**Task**. Write the data below out exactly as it stands. Do not include the pictures.

**Input data**.
▬▬▬

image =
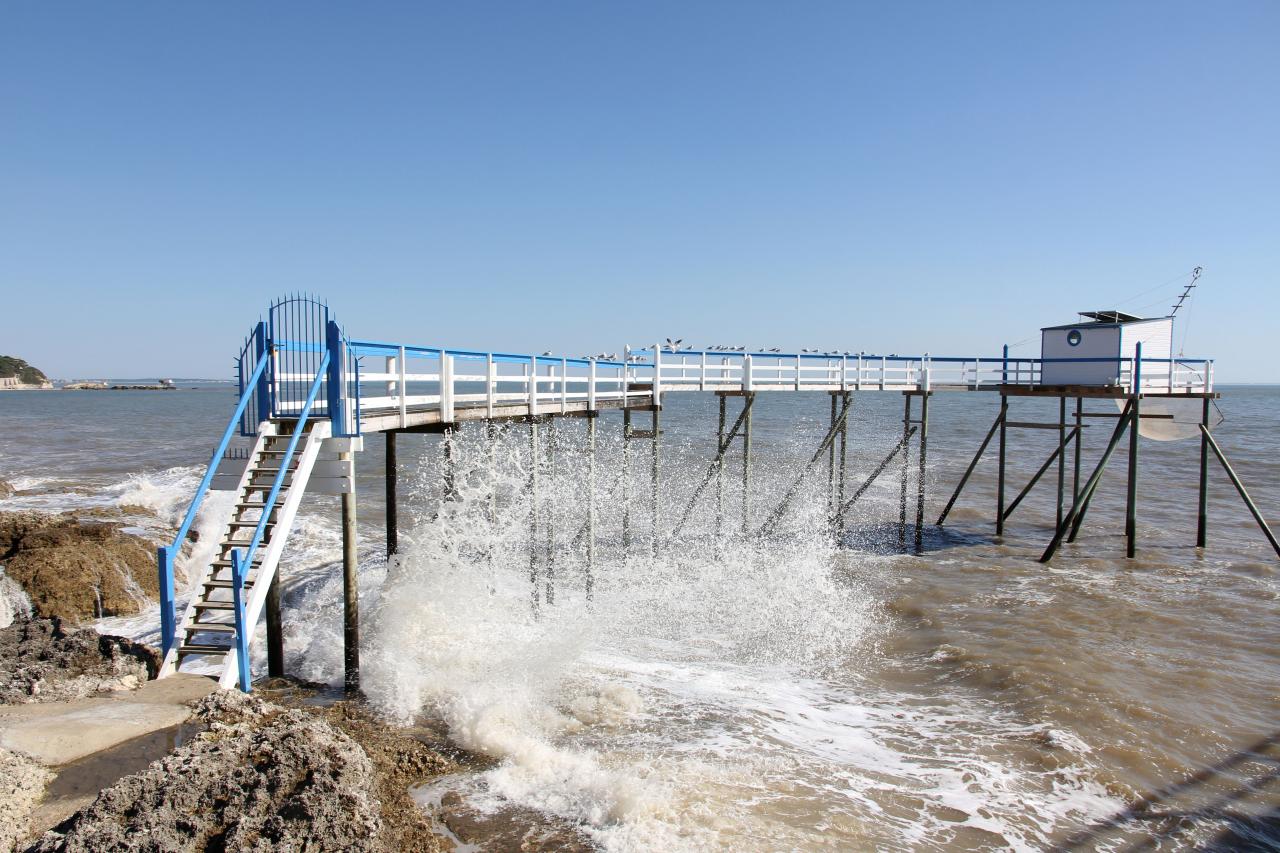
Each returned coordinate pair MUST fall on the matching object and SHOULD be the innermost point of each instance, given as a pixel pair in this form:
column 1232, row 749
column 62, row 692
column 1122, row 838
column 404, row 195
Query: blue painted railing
column 241, row 565
column 165, row 555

▬▬▬

**Answer to the exercise**.
image =
Each returned coordinate pair MUST fall on the matching object and SHOULD be the innermost point of each instance, given as a pixel pair in this form:
column 1232, row 749
column 62, row 692
column 1122, row 838
column 404, row 195
Query: blue painted railing
column 241, row 565
column 165, row 555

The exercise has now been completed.